* _PROBLEM_
Look through the listing and report every line that has "below" in it.

* _EXCERPTED DATA_
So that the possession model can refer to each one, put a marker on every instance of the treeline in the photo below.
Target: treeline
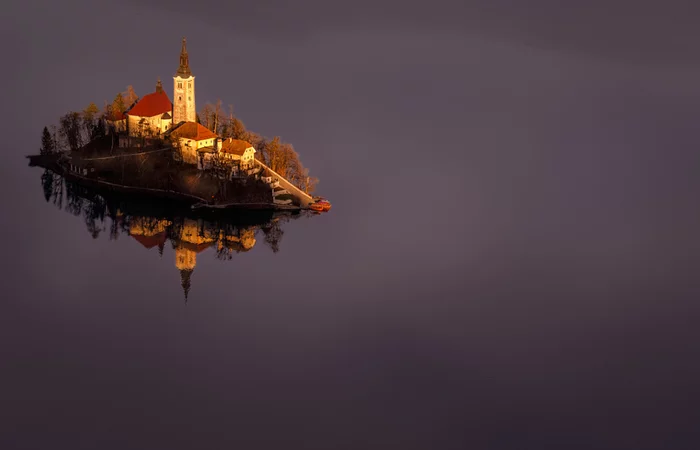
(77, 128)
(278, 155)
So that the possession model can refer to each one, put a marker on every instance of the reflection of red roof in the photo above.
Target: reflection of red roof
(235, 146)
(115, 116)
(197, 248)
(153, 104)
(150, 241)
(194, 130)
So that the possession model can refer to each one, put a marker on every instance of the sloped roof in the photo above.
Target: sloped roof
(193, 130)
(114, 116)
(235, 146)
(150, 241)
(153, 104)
==
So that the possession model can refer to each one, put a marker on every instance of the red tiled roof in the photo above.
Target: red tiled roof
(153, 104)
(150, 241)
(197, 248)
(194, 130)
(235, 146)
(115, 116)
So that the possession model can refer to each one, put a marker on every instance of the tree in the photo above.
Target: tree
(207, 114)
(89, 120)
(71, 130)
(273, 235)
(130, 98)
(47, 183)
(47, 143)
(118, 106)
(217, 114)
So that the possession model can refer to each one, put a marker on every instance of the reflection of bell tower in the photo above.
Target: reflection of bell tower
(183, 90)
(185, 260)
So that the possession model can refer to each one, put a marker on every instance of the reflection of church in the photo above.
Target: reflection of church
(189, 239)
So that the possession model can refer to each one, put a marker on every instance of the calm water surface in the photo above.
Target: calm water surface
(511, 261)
...
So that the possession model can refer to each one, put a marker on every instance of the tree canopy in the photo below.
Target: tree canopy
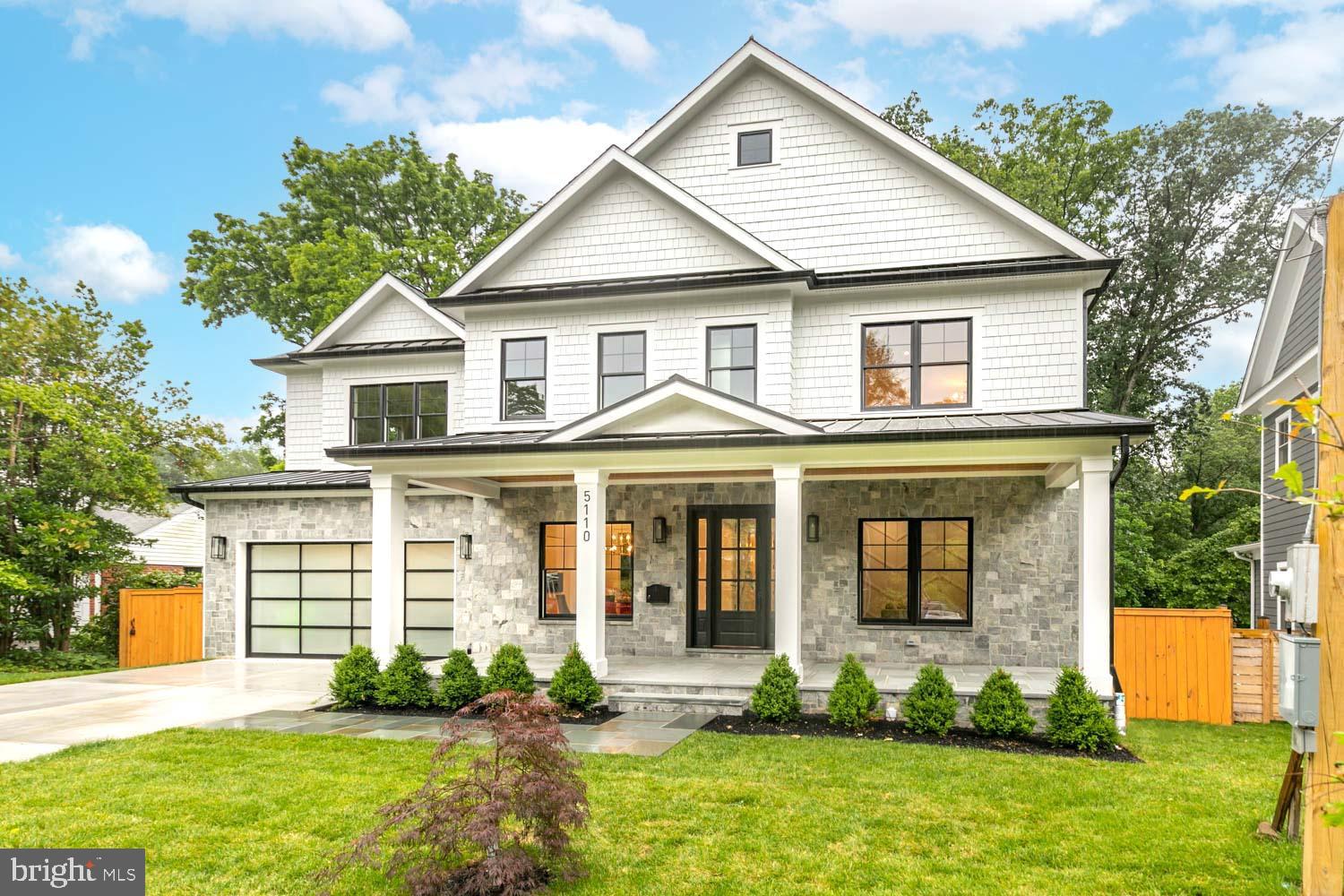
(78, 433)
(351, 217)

* _OUTPUT OF THE TASK_
So that the possession model can refer to each one, put a marker on every instance of the treeline in the photo below.
So that the possession model can refer to each one, put a marker on every instance of the tree canopy in the photo below.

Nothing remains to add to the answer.